House-El had gone from being a volunteer to joining the TPAN staff as its volunteer coordinator and earning a college degree. He left the organization for a time, but then, “TPAN called me and said, ‘Hey, Abraham, we just got this multi-million dollar grant from SAMHSA [Substance Abuse Mental Health Services Administration]. It’s a grant for African American MSM (men who have sex with men). Can you come back, start the program?’ Even though coming back here meant taking a decrease in my salary, it was the right thing for the right reason.”

Not only am I dealing with my own issues and struggles, but I’m learning how, in spite of it all, to be a selfless individual and give back to others.

ABRAHAM HOUSE-EL

You can choose to be happy, or you can choose to be sad. Love yourself. Because if I don't love myself, nobody can love me. —Tammy Belifa Jonathan

After getting POWER (Positive Outcomes for Wellness, Education, and Recovery program) off the ground and running smoothly for several years, he left to work with veterans as a program coordinator through Featherfist, an organization that provides a variety of programs to help empower homeless people, in addition to housing. (POWER operated with partner Heartland Human Services, also located in Chicago.)

DATA:
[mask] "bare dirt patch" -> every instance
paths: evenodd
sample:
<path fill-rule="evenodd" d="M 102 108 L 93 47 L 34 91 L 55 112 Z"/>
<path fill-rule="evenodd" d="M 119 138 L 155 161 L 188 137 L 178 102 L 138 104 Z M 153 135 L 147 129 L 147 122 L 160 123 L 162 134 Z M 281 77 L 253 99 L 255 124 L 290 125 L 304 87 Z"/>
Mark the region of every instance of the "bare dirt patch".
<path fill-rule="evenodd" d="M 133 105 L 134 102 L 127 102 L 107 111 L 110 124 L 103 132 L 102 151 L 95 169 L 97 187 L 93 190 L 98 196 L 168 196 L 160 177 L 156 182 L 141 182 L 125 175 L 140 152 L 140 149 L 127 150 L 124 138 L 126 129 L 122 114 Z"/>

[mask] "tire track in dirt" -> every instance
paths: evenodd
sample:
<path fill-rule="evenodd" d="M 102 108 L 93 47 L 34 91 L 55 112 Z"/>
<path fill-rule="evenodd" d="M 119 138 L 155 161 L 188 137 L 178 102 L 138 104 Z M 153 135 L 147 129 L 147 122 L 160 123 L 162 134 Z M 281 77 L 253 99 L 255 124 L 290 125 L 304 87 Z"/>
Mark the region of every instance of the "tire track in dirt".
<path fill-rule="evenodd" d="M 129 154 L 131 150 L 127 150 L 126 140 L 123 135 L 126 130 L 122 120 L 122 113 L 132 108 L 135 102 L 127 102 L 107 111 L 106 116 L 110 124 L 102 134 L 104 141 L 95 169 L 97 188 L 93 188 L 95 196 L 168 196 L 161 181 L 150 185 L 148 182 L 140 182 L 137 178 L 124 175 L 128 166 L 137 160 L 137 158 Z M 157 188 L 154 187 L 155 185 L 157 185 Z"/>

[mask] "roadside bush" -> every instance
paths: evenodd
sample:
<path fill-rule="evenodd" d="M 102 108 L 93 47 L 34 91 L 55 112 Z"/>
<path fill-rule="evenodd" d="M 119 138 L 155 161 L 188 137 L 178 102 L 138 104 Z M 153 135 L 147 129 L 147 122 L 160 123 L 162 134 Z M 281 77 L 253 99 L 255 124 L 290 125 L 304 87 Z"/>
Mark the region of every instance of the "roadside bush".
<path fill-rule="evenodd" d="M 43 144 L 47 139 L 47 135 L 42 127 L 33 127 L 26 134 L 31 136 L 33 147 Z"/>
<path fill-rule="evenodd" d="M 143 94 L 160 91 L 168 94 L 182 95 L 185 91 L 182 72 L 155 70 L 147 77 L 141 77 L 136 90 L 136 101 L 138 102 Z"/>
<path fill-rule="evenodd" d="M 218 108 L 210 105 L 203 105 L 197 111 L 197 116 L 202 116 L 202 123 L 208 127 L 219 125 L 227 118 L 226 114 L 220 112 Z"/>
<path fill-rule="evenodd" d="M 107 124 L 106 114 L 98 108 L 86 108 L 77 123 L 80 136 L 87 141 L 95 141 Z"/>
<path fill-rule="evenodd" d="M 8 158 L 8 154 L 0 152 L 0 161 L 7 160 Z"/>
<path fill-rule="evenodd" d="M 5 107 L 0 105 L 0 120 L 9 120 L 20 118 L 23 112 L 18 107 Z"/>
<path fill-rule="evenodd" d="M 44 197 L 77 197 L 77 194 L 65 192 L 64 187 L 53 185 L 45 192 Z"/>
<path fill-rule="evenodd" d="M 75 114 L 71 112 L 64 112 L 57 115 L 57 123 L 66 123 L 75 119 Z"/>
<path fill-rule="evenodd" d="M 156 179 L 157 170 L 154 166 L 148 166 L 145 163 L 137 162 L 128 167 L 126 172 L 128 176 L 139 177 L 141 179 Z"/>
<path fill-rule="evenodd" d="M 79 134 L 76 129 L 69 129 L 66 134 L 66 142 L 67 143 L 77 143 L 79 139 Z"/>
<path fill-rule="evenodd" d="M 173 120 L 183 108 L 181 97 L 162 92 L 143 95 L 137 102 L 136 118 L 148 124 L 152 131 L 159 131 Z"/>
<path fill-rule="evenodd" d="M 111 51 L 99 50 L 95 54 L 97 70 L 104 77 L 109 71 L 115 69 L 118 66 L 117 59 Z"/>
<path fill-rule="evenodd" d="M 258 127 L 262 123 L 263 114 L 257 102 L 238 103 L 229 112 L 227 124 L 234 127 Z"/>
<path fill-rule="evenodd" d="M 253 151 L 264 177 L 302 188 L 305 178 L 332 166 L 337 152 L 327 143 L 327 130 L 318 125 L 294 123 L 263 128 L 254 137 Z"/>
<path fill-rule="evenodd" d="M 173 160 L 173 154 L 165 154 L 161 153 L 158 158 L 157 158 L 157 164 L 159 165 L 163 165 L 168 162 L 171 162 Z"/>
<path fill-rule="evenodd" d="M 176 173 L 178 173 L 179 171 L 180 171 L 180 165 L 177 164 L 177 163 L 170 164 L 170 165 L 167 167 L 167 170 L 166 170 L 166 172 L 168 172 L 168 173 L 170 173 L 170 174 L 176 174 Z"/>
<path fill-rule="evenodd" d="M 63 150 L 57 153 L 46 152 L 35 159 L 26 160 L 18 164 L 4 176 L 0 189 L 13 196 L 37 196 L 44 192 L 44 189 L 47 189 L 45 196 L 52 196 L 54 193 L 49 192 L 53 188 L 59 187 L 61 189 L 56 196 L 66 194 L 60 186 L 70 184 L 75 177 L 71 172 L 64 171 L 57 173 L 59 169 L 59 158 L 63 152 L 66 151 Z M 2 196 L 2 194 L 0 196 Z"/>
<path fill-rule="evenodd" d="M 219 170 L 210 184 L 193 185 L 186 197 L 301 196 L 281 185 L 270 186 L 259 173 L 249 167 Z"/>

WHAT YOU SHOULD DO: In the text about Abraham House-El, through which organization did he work with veterans as a program coordinator?

EXERCISE ANSWER: Featherfist